Try it ->
Update the call transcript by writing out its passage that begins at the words "If you get off" and stops after "into the business.", with "customers" replaced by "clients" throughout.

We do it on a very paced basis because the thing about opening a new region is you have to be sure that the people you bring in, so the first cohort of employees and agents you bring in, you absolutely have to drill. I mean drill. You have to drill the process as to how we do business. How we sell correctly, how we go out and we collect fairly from the customer and all that. The initial stages of opening up a new branch are actually quite slow. Because once you establish the correct process, you can then let that process grow.
If you get off to the wrong foot on that initial stage, you can be in trouble. When you look at let's say Tijuana now, we probably have 1,500 customers or something like that. People might look at that and go, "Gosh, that's quite slow." That's very deliberate. Once we're comfortable then that we've established all those baseline processes, we have the right people in place, then we start to grow much more rapidly. It would be the same in Tampico. When I went to Tampico, we literally would have a few hundred customers. What I was really interested in doing was meeting our initial cohort of employees and administrators and just testing and seeing that we're comfortable we're getting the right caliber of people into the business.
The other thing we do is we always look at, like I said, the target customer segment. How many customers we think we can eventually have, and then we set ourselves a plan for achieving that target. It's a multi-year target, so it's very paced. John?
Yeah. Hi, Dave. I'll probably add into that. I mean, what's important to us and exactly as Gerard said, is the measured pace of that growth. And what that actually brings is a relatively shallow J- curve. Whenever we go into a new territory, the losses in those territories are relatively low. You know, you're talking small single digits, very small single digits. That's really important in terms of, you know, whilst Mexico is a growth business and growing really nicely, it is still delivering our target return. You know, we ensure that those that, you know, as I say, that J- curve is relatively shallow. It takes about three years for the region to be profitable.
The losses that we're taking there because of that very phased approach, because it's measured, are relatively low, which is obviously important in delivering our target return.
Very helpful. Thank you.
Thank you. Once again, if you would like to ask a question, please press star one. Dear speakers, it appears there is no further questions at this time. I'd like to turn the conference back to you for any additional or closing remarks. Thank you.

Entries provided ->
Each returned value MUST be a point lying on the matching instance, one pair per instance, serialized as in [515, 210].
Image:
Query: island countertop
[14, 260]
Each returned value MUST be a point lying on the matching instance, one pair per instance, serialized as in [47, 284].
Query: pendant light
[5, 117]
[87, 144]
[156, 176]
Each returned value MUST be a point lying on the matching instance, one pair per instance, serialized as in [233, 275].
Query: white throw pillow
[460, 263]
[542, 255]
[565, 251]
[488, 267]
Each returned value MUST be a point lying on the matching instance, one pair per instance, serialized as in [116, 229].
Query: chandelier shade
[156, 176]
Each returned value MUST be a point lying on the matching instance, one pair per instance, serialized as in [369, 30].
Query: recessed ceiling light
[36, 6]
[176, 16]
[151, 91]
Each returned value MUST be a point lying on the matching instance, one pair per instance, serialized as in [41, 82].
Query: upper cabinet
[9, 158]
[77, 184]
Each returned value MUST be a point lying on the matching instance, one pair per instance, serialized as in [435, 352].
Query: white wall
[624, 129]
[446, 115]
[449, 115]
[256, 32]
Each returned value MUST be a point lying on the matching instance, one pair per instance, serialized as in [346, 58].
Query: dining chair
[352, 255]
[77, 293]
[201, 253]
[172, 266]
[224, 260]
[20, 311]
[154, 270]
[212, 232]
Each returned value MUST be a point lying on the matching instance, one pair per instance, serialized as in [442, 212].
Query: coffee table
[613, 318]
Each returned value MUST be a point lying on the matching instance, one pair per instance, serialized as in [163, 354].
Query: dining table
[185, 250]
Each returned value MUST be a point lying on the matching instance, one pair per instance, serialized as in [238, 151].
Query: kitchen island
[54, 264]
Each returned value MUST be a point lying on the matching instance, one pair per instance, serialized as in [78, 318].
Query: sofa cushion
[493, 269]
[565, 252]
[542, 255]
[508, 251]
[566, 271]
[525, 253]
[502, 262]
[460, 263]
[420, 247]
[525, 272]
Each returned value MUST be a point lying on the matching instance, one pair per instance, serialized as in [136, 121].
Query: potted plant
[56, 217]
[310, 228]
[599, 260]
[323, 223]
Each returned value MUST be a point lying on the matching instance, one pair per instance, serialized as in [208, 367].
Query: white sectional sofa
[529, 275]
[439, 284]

Exercise result ->
If you get off to the wrong foot on that initial stage, you can be in trouble. When you look at let's say Tijuana now, we probably have 1,500 clients or something like that. People might look at that and go, "Gosh, that's quite slow." That's very deliberate. Once we're comfortable then that we've established all those baseline processes, we have the right people in place, then we start to grow much more rapidly. It would be the same in Tampico. When I went to Tampico, we literally would have a few hundred clients. What I was really interested in doing was meeting our initial cohort of employees and administrators and just testing and seeing that we're comfortable we're getting the right caliber of people into the business.